"""

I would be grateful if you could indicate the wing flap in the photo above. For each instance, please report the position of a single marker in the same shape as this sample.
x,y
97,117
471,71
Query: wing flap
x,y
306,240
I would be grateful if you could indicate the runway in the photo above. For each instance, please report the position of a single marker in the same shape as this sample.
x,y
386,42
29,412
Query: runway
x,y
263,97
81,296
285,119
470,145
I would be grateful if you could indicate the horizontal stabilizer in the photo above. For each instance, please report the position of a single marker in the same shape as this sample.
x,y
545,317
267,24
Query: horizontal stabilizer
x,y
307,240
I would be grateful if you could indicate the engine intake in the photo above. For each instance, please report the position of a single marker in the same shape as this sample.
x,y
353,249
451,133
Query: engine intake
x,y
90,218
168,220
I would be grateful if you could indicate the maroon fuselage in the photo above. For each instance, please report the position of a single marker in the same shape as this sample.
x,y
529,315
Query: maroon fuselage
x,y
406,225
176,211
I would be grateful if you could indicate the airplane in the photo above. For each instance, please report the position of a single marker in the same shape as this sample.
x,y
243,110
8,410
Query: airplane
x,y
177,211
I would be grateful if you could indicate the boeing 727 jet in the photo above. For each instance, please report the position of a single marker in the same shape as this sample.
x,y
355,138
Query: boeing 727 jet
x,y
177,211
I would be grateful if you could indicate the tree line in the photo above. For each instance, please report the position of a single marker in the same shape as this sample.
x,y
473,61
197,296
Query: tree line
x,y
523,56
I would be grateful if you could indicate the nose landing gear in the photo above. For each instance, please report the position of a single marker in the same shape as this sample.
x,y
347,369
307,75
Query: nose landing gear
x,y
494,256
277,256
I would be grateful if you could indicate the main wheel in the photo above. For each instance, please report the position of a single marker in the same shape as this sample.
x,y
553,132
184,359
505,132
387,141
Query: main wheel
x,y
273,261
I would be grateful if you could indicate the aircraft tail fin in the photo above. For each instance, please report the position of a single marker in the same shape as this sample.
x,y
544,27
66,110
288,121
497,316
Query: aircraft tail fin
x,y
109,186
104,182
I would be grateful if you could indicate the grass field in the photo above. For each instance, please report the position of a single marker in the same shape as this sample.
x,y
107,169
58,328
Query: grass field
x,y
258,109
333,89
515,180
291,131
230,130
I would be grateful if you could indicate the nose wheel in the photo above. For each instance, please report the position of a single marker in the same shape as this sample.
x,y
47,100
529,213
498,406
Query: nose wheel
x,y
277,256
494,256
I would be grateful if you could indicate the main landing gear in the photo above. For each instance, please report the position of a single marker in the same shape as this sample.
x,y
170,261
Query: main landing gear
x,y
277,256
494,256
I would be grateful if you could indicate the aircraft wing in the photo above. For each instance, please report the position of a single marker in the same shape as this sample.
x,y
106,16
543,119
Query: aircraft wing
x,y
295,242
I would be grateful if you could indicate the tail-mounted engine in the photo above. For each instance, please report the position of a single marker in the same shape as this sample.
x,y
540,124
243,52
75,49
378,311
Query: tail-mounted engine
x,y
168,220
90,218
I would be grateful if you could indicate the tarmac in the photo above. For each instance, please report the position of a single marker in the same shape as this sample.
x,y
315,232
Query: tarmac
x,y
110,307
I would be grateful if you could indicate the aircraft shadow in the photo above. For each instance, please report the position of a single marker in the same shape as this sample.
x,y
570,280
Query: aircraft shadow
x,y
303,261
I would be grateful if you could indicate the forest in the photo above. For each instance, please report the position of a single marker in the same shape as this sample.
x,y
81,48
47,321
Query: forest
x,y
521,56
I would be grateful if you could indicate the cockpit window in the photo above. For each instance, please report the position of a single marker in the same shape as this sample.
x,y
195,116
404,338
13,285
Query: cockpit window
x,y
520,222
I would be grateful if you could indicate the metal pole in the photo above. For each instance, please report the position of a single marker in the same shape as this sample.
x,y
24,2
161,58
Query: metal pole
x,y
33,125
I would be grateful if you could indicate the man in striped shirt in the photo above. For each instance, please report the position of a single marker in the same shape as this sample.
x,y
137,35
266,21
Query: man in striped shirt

"""

Extract all of the data shown above and repeat it verbatim.

I would be grateful if you could indicate the wing flap in the photo above. For each instance, please report the position of a single marker in the same shape as this sample.
x,y
97,117
471,71
Query: wing flap
x,y
306,240
I would be grateful if you could indicate the runway in the photo above. For each instance, please report the position of a single marker in the same shape as this sample.
x,y
386,42
29,412
Query: runway
x,y
263,97
81,296
285,119
470,145
I would be grateful if you could indicate the horizontal stabilizer in the photo above. For each instance, please report the position of a single marker in the same shape as this sample.
x,y
545,317
267,24
Query: horizontal stabilizer
x,y
307,240
I would be grateful if you could indicate the engine intake in the photo above. For each instance, please report the position of a single marker in the same shape as this sample.
x,y
353,249
451,133
Query: engine intake
x,y
90,218
168,220
I would be grateful if you could indicate the maroon fuselage in the photo above. For each instance, please report the position of a single marker in the same shape as this sample.
x,y
529,315
Query: maroon fuselage
x,y
406,225
176,211
I would be grateful if you could indicate the airplane in the photo above. For each instance, please report the position of a single marker in the same shape as this sample.
x,y
243,110
8,410
Query: airplane
x,y
177,211
I would be grateful if you could indicate the boeing 727 jet in the photo above. For each instance, please report the position of a single marker in the same shape as this sample.
x,y
355,138
Query: boeing 727 jet
x,y
177,211
I would be grateful if you could indicate the tree line in the photo above. For each instance, please report the position of a single marker in the same shape as this sample.
x,y
473,61
197,296
Query: tree line
x,y
523,56
I would be grateful if you could indicate the nose landing gear in the photo above. For each instance, please report the position of a single marker in the same shape as this sample.
x,y
347,369
307,75
Query: nose landing gear
x,y
494,256
277,256
I would be grateful if you could indicate the main wheel in the photo above. For each instance, please report the position of a single marker in the same shape as this sample.
x,y
553,132
184,359
505,132
387,141
Query: main wheel
x,y
273,261
I would be grateful if you could indicate the aircraft tail fin in the photo above. For each instance, please report the position of a single marker in the same shape as this sample.
x,y
544,27
66,110
288,121
497,316
Query: aircraft tail fin
x,y
109,186
104,182
I would be grateful if you could indicate the grass field in the photo above. For each instance, please report the position of a single marker in the same shape as this sample.
x,y
107,169
58,328
Query: grass field
x,y
258,109
333,89
515,180
291,131
230,130
I would be grateful if you could indicate the nose wheel in the photo above. For each instance, please report the position of a single marker in the same shape as this sample.
x,y
47,100
529,213
498,406
Query: nose wheel
x,y
277,256
494,256
I would be grateful if you could indicate the main landing gear in the photo above. For each instance, please report the position of a single marker in the same shape as this sample.
x,y
170,261
Query: main landing gear
x,y
277,256
494,256
I would be grateful if you could indicate the aircraft wing in the photo above. For each instance, please report the position of a single marker in the same shape as this sample.
x,y
106,16
543,119
Query: aircraft wing
x,y
295,242
I would be grateful if you could indicate the tail-mounted engine in the photo above. For each instance, please report the position of a single marker in the same shape as this sample.
x,y
540,124
243,52
75,49
378,311
Query: tail-mounted engine
x,y
168,220
90,218
I would be grateful if you could indicate the tarmac in the photo above. For each instance, please report the position of a single marker in the same shape as this sample.
x,y
315,232
Query: tarmac
x,y
110,307
I would be grateful if you could indicate the aircraft shadow in the photo above. For each instance, please report the position of a single marker in the same shape as this sample.
x,y
570,280
Query: aircraft shadow
x,y
303,261
I would be grateful if you could indicate the forest in the photo above. For each instance, please report the position of a single marker in the same shape as this sample.
x,y
81,48
47,321
Query: forest
x,y
521,56
I would be grateful if you could indicate the cockpit window in the photo above. For each instance, please report the position of a single marker in the same shape as this sample.
x,y
195,116
404,338
13,285
Query: cockpit window
x,y
520,222
I would be grateful if you could indicate the metal pole in the photo above. For each instance, please report the position of a single marker in the same shape as this sample.
x,y
24,2
161,58
Query: metal pole
x,y
33,125
I would be grateful if you could indicate the man in striped shirt in the photo above. For each instance, please report the position of a single marker in the same shape as this sample.
x,y
137,35
266,21
Query: man in striped shirt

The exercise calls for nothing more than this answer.